In recent decades, audits have become more effective in several ways. Califf et al. [10] first provided a cost-effective auditing system in 1997; thereafter, risk analysis has tended to be adopted in research monitoring systems [11]. Most recently, FDA announced guidelines regarding a risk-based approach to monitoring [12]. Risk-based monitoring uses several factors to select protocols, such as the complexity of the study design, the types of endpoint, the clinical complexity of the study population, the relative experience of the investigator, etc. As a result of the screening audit, studies with risk levels 1–2 or conducted by basic science departments or supportive departments were observed as having more “major” or “critical” findings than risk level 3–4 studies or those conducted by departments of internal medicine or surgery. This may indicate the needs for investigator training in basic science departments and supportive departments, as well as low-risk studies.

Previous research assessed U.S. FDA inspection results from 1977 to 2009 and provided the distribution of audit findings for FDA-approved clinical trials [13]. In this article, “failure to follow investigational plan” was frequently observed, at 33.8%. The remaining results were as follows: 28.1% for “inappropriateness of informed consent procedure,” 27.0% for “inappropriateness of documentation,” 15.2% for “insufficient management of investigational product,” and 5.9% for “unreported adverse events.” In our study, “failure to maintain essential documents” was the most frequently observed, while “failure to obtain informed consent forms” was relatively rare. We assumed that the difference had resulted from the screening audit’s focus on documents. However, findings of any misconduct in the informed consent procedure were key factors in determining the grade as “major” or “critical.” Since an appropriate consent procedure is more crucial than minor procedural errors, such as the failure to maintain current versions of study documents in terms of human participant protection [12, 14].

Screening audit can be used as an effective selection tool for routine audit. In this article, we defined investigator non-compliance as “non-responding” and “critical.” Those studies showed high rates of “critical” and “major” grades in the final IRB decision after the internal audit was conducted. “Critical” (17.2%) and “major” (44.8%) grades were relatively frequent for non-compliant studies that needed further routine audit. Taking these findings together, we suggest that “critical” or “non-responding” studies should be regarded as primary candidates for routine audit to ensure a scrupulous review. Furthermore, screening audits are limited when it comes to checking the appropriateness of documentation, which enables an objective evaluation. Auditing is a complex procedure and it changes according to study characteristics [10]. We analyzed the results of audit grading reliability on the same studies by three different auditors, and found a fair degree of agreement.

This study has several limitations. First, it was a retrospective study that was based on records from an audit database. Nevertheless, we were able to develop the concept of screening audits by performing a well-organized, statistical analysis with a grading index. Second, the data were collected from a single tertiary hospital that was running an HRPP. This might limit the generalizability of our data to the general research environment. However, our institution has approximately 1500 ongoing studies, which is highest in Korea, so we believe that the bias would be minimal.

Conclusion

Screening audits are an effective method for overseeing and controlling an institution’s overall GCP compliance, and can be useful selection criteria for a routine audit. The usefulness of screening audits has not yet been established because of insufficient evidence. However, based on our study, this new screening audit seems to be an effective monitoring method in the challenging environment of clinical research ethics and its oversight, where the increasing variability and magnitude of clinical research make things difficult. Further, multi-center, multi-national studies are needed to validate our conclusion.

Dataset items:
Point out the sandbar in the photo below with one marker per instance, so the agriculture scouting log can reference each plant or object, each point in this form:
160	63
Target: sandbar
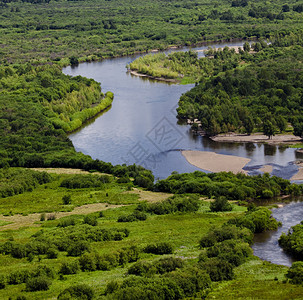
257	138
214	162
266	169
299	175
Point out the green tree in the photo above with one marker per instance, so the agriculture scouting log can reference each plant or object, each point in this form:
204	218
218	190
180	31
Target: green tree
268	129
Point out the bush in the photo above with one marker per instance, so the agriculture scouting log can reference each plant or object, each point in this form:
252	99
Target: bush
19	276
220	204
87	262
226	232
159	248
64	222
90	220
218	269
77	248
295	273
80	291
2	282
67	199
135	216
52	253
40	283
70	267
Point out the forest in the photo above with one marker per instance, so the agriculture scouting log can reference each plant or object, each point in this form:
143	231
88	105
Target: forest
257	88
74	227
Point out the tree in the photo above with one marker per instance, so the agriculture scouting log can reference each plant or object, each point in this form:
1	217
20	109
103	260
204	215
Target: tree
220	204
298	129
281	123
246	47
248	124
268	129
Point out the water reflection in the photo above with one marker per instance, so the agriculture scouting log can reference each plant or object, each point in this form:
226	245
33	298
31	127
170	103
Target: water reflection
266	244
129	132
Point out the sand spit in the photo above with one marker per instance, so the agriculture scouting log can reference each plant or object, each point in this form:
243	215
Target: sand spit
214	162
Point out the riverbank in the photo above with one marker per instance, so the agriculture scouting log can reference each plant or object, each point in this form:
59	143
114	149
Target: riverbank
257	138
213	162
135	73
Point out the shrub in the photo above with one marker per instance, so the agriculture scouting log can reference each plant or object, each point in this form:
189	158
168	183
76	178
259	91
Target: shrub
2	282
42	217
80	291
51	217
295	273
52	253
135	216
159	248
70	267
87	262
67	199
142	268
19	276
40	283
64	222
220	204
90	220
77	248
226	232
218	269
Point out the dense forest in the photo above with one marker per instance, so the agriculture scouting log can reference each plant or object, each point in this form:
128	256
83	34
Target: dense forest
90	30
263	94
111	232
257	88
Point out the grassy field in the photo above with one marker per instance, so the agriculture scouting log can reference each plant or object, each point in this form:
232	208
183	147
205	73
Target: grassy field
254	279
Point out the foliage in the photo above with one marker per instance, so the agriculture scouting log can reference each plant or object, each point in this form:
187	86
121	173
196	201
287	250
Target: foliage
80	291
159	248
257	221
18	181
263	94
177	203
40	283
180	65
292	242
220	204
232	186
295	273
223	233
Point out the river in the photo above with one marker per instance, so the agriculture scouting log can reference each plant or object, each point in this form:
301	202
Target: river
141	127
266	244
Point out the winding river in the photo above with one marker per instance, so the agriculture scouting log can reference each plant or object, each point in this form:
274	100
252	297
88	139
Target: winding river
141	127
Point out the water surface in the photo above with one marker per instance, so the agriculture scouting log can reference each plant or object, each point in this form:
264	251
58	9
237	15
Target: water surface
141	126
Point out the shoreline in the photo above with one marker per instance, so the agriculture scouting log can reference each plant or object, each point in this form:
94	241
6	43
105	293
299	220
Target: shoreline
213	162
283	139
135	73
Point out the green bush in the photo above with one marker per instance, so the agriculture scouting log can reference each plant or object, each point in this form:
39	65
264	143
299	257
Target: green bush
40	283
220	204
78	248
90	220
70	267
80	291
226	232
218	269
295	273
159	248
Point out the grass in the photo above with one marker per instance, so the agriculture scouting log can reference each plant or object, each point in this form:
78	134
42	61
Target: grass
254	279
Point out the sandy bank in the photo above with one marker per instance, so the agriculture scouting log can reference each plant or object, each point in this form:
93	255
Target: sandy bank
214	162
266	169
299	175
135	73
257	138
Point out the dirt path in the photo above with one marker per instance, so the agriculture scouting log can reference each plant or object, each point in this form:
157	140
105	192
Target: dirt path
17	221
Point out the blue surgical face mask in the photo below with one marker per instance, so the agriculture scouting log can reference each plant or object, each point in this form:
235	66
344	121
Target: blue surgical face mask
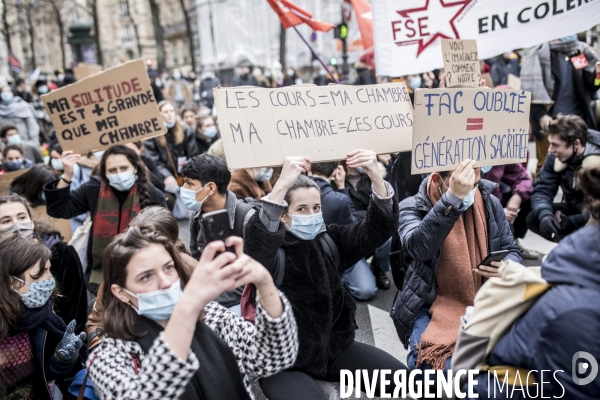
306	227
469	199
122	181
210	132
11	166
415	82
56	164
7	96
188	196
14	139
25	229
159	304
38	293
264	175
485	170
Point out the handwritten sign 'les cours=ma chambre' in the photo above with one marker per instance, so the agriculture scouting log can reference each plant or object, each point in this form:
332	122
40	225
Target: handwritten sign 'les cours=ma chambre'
461	62
260	127
113	107
490	126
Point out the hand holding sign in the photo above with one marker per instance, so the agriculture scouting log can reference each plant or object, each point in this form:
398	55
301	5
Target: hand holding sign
367	160
292	168
463	179
69	160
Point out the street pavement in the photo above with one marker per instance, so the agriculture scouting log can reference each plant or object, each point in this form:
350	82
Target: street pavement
375	327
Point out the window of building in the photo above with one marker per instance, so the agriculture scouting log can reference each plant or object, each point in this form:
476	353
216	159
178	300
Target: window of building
123	9
127	34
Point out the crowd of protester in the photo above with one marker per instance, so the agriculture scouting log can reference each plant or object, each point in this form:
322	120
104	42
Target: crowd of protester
98	291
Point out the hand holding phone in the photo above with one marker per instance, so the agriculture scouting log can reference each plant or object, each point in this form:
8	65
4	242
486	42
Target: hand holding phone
217	227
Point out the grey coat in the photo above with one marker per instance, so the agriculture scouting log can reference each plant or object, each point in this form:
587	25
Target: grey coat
22	115
423	229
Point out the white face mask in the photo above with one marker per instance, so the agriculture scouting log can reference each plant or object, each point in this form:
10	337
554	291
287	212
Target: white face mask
122	181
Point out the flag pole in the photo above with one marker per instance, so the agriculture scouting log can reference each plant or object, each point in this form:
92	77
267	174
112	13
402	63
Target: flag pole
317	56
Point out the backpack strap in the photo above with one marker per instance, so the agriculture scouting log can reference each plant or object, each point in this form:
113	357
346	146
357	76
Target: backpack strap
330	248
241	210
280	273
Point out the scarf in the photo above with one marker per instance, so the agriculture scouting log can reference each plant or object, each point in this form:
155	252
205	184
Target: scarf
456	282
110	219
218	378
536	74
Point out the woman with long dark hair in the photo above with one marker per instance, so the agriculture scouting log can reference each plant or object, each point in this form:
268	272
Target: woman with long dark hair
113	199
170	151
36	346
165	336
316	256
161	221
65	266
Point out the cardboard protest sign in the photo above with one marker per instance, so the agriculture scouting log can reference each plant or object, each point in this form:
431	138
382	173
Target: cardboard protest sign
84	70
487	77
514	82
262	126
113	107
490	126
6	180
461	62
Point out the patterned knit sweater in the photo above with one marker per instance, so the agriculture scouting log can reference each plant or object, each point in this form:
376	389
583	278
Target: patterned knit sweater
261	349
16	367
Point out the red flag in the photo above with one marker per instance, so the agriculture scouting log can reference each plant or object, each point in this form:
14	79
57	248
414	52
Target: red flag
291	15
364	17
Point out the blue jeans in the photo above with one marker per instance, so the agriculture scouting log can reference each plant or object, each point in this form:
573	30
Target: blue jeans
359	280
382	255
419	326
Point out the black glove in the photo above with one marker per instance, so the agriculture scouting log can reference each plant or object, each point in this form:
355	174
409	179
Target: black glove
549	226
572	223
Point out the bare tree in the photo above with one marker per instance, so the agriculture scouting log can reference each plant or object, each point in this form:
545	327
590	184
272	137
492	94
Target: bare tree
29	9
159	35
6	29
53	9
189	33
92	9
135	28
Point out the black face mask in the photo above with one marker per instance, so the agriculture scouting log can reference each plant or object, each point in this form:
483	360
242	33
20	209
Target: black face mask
574	157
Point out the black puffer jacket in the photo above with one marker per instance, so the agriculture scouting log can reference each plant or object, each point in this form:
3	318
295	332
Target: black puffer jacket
62	203
158	154
324	309
423	229
555	174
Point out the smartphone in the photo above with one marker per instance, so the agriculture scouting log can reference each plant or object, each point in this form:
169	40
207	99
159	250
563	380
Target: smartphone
216	226
494	256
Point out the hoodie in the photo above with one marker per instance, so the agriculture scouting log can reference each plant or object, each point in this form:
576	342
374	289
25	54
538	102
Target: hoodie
555	173
21	114
562	323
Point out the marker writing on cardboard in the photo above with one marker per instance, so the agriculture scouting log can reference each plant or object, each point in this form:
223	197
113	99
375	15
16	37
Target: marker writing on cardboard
484	100
448	152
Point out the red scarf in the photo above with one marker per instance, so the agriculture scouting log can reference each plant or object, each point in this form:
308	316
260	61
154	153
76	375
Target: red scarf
464	248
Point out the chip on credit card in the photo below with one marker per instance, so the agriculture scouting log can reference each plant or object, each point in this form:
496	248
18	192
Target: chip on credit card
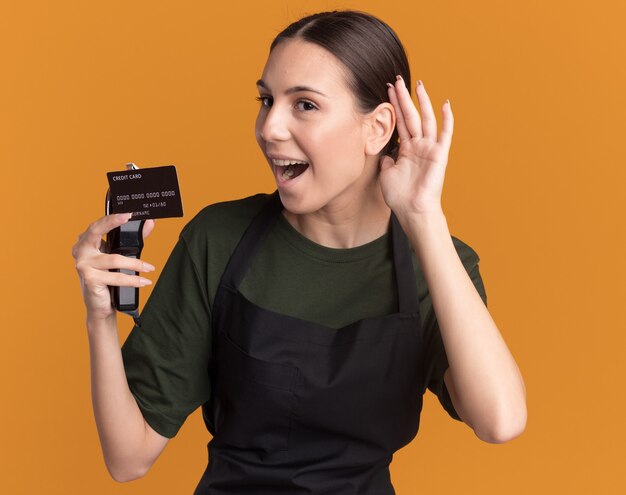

• THE PROBLEM:
Answer these questions using the passage on screening audits above.
(a) In the earlier research on FDA inspection results from 1977 to 2009, what share of findings was "failure to follow investigational plan"?
(b) What percentage of non-compliant studies received a "major" grade?
(c) About how many ongoing studies does the institution have?

• SOLUTION FOR THIS EXERCISE:
(a) 33.8%
(b) 44.8%
(c) Approximately 1500